:: Problem statement ::
Each line in the records that mentions the word "towel" needs to be listed.

----

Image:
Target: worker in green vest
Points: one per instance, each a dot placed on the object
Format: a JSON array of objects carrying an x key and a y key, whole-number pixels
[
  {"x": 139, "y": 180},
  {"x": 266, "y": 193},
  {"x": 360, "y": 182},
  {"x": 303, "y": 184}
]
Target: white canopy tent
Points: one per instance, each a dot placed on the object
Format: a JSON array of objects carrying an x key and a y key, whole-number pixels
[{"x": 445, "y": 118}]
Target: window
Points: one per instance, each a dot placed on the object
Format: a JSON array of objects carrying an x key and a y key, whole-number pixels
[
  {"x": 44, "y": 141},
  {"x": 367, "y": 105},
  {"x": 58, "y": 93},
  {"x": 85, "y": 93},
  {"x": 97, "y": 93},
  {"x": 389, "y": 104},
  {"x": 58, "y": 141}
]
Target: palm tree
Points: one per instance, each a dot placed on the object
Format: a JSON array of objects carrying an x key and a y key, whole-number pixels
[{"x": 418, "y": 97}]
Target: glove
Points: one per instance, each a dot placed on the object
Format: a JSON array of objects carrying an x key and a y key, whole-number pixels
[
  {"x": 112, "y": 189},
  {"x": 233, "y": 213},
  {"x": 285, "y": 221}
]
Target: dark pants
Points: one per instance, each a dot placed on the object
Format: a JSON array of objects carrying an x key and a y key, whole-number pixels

----

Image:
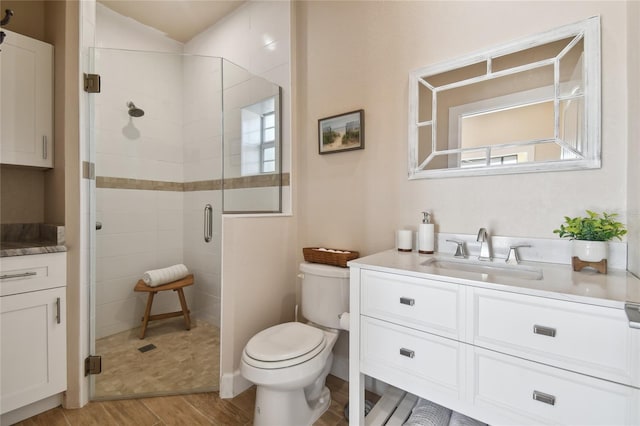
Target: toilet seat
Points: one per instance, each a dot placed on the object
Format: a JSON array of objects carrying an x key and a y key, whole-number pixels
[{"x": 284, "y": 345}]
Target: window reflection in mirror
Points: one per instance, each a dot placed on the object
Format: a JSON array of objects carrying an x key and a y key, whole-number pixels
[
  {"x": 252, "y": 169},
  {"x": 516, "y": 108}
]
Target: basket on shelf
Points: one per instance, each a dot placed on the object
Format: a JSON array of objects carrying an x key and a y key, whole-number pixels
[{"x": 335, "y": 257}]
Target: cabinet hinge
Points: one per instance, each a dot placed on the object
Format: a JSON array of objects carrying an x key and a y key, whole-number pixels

----

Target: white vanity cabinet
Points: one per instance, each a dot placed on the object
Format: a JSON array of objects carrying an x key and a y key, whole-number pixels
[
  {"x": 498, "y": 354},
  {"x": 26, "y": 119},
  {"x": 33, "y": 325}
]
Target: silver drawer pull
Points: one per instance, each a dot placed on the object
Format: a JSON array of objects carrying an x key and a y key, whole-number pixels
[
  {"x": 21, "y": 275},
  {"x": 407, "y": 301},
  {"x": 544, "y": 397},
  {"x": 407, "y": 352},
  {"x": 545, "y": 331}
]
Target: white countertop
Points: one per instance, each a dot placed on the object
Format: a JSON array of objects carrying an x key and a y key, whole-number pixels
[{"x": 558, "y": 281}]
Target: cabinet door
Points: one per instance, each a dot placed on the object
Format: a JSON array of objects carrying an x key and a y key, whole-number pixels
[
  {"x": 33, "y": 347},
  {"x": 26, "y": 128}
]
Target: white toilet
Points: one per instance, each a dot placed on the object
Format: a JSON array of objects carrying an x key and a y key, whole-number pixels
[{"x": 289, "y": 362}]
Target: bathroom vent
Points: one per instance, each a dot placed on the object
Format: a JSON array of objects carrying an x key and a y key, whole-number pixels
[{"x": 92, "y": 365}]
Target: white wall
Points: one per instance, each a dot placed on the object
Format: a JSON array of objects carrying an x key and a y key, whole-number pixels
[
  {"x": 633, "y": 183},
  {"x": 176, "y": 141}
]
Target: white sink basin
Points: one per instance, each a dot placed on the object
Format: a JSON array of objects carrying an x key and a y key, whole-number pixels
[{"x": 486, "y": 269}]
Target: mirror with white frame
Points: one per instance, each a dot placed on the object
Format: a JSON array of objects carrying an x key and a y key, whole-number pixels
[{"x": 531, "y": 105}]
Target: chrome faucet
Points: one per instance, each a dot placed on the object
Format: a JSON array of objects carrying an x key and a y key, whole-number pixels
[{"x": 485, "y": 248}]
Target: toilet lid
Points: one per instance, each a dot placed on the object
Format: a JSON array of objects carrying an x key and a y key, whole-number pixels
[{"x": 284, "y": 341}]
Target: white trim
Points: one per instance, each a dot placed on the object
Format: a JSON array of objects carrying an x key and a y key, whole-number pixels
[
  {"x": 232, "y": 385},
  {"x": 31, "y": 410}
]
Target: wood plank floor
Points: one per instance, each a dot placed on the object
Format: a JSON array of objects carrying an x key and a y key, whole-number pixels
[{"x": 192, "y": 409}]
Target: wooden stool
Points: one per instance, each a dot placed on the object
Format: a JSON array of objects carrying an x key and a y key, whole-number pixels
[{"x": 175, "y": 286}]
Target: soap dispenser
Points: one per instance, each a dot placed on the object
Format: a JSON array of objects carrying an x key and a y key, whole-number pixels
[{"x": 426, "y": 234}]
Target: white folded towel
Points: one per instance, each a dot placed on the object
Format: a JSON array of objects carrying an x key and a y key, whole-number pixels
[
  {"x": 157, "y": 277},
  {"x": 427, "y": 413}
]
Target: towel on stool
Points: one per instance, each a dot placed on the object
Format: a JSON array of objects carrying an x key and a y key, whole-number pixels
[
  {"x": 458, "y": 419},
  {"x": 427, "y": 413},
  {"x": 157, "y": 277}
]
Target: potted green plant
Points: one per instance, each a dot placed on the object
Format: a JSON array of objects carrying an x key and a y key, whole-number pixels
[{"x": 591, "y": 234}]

----

:: Written reply ::
Target: white folded towel
Target: towel on stool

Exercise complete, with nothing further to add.